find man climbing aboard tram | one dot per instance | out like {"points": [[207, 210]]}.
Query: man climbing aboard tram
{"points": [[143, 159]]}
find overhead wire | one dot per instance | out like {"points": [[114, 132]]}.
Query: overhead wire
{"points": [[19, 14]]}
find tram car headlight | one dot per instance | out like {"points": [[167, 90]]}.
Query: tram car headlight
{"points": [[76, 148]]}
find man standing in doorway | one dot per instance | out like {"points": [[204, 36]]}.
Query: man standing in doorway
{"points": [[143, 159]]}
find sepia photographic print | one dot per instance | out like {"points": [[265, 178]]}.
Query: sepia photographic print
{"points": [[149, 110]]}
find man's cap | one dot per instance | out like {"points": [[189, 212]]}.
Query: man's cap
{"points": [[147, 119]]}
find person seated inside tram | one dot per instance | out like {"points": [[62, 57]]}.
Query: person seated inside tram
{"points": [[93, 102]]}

- - - - -

- _GOAL_: Return, word for word, each line from the line that contains "find overhead wire" to the end of the listing above; include both end lines and nothing else.

- _FINAL ANSWER_:
find overhead wire | one dot per instance | out like {"points": [[114, 132]]}.
Query: overhead wire
{"points": [[19, 14]]}
find tram car headlight | one dot per instance | out like {"points": [[167, 90]]}.
Query: tram car headlight
{"points": [[76, 148]]}
find man standing in doorway | one dot per instance | out like {"points": [[204, 36]]}.
Query: man standing in doorway
{"points": [[143, 159]]}
find sepia photographic print | one dot per instance | out like {"points": [[265, 178]]}.
Query: sepia photographic print
{"points": [[149, 110]]}
find man's cap | one dot per instance | out like {"points": [[189, 212]]}.
Query: man's cap
{"points": [[147, 119]]}
find person seated inside tram | one dot per instance | out like {"points": [[62, 57]]}.
Query: person seated inside tram
{"points": [[93, 102]]}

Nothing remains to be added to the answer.